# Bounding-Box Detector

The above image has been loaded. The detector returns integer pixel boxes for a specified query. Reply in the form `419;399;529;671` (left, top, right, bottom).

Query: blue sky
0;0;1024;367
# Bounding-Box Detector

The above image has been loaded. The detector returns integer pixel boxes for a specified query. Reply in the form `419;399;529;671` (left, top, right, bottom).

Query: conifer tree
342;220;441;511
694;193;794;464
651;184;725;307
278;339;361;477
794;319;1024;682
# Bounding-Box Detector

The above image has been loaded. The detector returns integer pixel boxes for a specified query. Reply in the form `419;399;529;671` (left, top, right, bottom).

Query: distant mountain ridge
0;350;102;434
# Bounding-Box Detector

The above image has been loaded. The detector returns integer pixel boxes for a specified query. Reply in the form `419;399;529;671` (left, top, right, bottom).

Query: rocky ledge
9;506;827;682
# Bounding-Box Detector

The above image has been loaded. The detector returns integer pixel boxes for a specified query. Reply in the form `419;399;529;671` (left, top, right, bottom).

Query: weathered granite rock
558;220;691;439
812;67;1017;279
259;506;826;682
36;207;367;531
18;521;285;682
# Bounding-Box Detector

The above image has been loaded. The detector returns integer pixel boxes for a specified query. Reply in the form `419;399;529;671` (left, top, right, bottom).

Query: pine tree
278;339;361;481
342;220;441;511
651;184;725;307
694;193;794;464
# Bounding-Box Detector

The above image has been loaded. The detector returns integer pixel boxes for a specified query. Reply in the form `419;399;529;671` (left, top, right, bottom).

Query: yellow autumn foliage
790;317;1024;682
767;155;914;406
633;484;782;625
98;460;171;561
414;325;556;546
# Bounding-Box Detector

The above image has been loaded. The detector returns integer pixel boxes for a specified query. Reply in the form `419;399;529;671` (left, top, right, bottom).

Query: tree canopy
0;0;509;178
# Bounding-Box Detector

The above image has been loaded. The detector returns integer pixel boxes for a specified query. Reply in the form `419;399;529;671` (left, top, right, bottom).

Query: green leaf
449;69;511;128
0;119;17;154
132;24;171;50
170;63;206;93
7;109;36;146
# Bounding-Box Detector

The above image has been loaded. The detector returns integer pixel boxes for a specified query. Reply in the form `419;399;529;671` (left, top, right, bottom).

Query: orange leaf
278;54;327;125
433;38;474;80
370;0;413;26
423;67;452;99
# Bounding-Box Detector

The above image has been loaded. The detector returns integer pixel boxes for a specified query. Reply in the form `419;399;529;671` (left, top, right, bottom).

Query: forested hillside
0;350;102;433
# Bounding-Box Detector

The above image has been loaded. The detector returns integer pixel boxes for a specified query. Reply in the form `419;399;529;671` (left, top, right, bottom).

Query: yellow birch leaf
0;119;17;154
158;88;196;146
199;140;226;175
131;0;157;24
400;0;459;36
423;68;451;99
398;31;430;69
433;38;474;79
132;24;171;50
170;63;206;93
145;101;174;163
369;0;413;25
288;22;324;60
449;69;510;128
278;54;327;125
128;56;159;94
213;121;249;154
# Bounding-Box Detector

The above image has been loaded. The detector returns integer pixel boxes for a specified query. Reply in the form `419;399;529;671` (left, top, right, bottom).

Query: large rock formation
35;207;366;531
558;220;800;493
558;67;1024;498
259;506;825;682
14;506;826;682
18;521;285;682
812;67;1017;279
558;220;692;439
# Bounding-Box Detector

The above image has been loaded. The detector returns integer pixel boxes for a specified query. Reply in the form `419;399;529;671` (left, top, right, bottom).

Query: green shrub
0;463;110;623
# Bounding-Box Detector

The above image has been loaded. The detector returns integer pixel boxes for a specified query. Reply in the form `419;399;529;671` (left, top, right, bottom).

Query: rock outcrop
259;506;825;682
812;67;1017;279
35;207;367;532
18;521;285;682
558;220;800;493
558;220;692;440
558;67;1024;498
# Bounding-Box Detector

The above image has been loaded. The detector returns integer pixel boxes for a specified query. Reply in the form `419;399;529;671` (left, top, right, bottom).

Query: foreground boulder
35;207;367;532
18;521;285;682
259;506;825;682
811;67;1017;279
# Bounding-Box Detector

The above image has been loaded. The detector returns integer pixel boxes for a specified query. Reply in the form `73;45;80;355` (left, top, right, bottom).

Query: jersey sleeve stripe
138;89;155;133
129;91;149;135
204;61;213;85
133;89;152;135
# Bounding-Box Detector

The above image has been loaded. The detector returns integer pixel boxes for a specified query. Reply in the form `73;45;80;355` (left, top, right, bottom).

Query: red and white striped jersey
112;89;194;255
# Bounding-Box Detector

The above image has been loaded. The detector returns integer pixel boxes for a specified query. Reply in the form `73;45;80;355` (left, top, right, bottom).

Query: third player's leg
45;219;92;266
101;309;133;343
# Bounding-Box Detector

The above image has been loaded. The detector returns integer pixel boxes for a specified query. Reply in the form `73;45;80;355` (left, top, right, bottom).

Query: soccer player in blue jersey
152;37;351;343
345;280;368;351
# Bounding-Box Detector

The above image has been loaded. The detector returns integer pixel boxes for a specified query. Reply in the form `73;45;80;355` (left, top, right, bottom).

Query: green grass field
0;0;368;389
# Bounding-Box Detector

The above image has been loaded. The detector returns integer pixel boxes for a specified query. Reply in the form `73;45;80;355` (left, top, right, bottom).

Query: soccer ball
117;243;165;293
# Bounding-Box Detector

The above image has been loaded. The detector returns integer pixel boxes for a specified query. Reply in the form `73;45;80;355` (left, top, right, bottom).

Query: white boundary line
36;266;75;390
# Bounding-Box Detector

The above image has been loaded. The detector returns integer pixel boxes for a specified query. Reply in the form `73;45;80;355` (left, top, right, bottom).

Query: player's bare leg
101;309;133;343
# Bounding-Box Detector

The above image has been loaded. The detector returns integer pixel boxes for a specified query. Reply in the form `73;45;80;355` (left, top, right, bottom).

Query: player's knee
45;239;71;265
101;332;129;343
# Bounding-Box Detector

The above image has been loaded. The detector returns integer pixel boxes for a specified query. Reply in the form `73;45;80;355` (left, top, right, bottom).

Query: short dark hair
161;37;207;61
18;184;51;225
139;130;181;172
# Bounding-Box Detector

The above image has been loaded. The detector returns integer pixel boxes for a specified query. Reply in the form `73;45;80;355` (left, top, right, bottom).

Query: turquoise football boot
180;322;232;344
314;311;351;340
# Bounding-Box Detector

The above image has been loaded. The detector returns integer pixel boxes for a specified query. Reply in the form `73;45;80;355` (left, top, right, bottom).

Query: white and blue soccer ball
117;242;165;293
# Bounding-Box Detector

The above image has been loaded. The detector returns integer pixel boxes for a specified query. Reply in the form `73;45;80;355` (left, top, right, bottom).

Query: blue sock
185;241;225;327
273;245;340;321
────────────────────────────────────────
- _Directions_:
Reproduce the rows above verbatim, from their very first line through the line containing "0;0;1024;367", with both of those lines included.

- _Completed exercise_:
# Bounding-Box Detector

The above image has been loaded. The detector returns integer pixel boxes for a specified query. Reply in the form `419;399;529;671` (left, top, right, bottom).

Query: blue sky
0;0;1024;367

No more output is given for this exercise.